§ **TÂCHE DEMANDÉE A**
Comment traduire en anglais cette phrase du texte sur Jeremy Corbyn et l'Europe : « Le chef du Labour a discrètement plaidé pour une Union qui protège « les travailleurs, les consommateurs et l’environnement » et pour la réformer « de l’intérieur ». » ?
§ **TÂCHE DEMANDÉE B**
Pourriez-vous poursuivre le texte sur Jeremy Corbyn et l'Europe à la suite de sa dernière phrase ?

§ **TEXTE À LIRE**
+ + +
Opposé à une Europe « souffrant depuis toujours d’un sérieux déficit démocratique », partisan de la sortie de la Communauté économique européenne (CEE) au référendum de 1975, Jeremy Corbyn s’est finalement prononcé contre un « Brexit conservateur ». Le chef du Labour a discrètement plaidé pour une Union qui protège « les travailleurs, les consommateurs et l’environnement » et pour la réformer « de l’intérieur ». C’est que le gouvernement Cameron s’est enfoncé si profondément dans l’ornière néolibérale que le maigre tissu de droit social garanti par l’UE semble justifier d’y rester.

La plupart des syndicats et les Verts du Green Party ont adopté une position similaire, tandis que l’euroscepticisme de gauche est demeuré cruellement inaudible. Pour celui qui aspire à un gouvernement Labour en 2020, on imagine difficilement Bruxelles laisser libre cours à ses ambitions socialistes.
+ + +
§ **LIGNES**
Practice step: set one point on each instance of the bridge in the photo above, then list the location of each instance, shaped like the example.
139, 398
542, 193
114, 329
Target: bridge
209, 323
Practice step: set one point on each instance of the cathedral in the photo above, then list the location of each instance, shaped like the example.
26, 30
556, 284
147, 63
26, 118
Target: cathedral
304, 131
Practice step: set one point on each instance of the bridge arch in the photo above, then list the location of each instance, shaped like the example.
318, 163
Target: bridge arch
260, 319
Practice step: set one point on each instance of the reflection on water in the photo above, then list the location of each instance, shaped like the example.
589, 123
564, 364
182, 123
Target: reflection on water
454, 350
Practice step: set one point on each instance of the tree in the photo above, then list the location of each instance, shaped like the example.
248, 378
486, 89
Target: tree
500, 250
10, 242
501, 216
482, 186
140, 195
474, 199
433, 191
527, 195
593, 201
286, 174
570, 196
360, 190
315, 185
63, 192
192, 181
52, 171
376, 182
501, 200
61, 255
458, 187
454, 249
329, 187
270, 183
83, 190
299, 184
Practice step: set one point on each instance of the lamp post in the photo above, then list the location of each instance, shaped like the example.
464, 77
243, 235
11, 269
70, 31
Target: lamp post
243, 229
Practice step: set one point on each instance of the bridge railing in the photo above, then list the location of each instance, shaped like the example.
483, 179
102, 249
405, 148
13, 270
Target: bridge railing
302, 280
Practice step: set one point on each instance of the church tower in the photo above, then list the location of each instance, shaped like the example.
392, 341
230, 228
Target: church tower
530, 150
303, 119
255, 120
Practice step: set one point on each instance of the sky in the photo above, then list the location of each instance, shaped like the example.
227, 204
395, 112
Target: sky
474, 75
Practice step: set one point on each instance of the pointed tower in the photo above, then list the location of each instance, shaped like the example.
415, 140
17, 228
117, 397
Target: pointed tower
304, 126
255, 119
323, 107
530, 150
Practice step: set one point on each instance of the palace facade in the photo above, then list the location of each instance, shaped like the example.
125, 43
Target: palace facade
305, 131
+ + +
§ **RÉSULTAT A**
The Labour leader quietly argued for a Union that protects "workers, consumers and the environment" and for reforming it "from within."

§ **RÉSULTAT B**
Ne reste donc qu’une inconnue : la participation au scrutin. Tandis que le camp du maintien dans l’Union dépend lourdement des jeunes, majoritairement pro-européens mais moins enclins à voter, ses adversaires comptent sur des électeurs plus âgés et davantage mobilisés. En cas de scrutin positif, le Premier ministre a obtenu d’importantes concessions de Bruxelles pour renforcer le « statut spécial » du Royaume-Uni au sein des Vingt-Huit. Il devrait obtenir un droit de regard sur les affaires de l’Eurogroupe pour protéger les intérêts de la City. Il pourrait aussi bloquer le versement de certaines aides sociales aux immigrés européens pendant les quatre premières années de leur séjour. Les conséquences directes d’un Brexit sont plus incertaines. Le royaume devrait renégocier ses relations politiques et commerciales avec le continent, ce qui prendrait des années. Cameron y survivrait difficilement.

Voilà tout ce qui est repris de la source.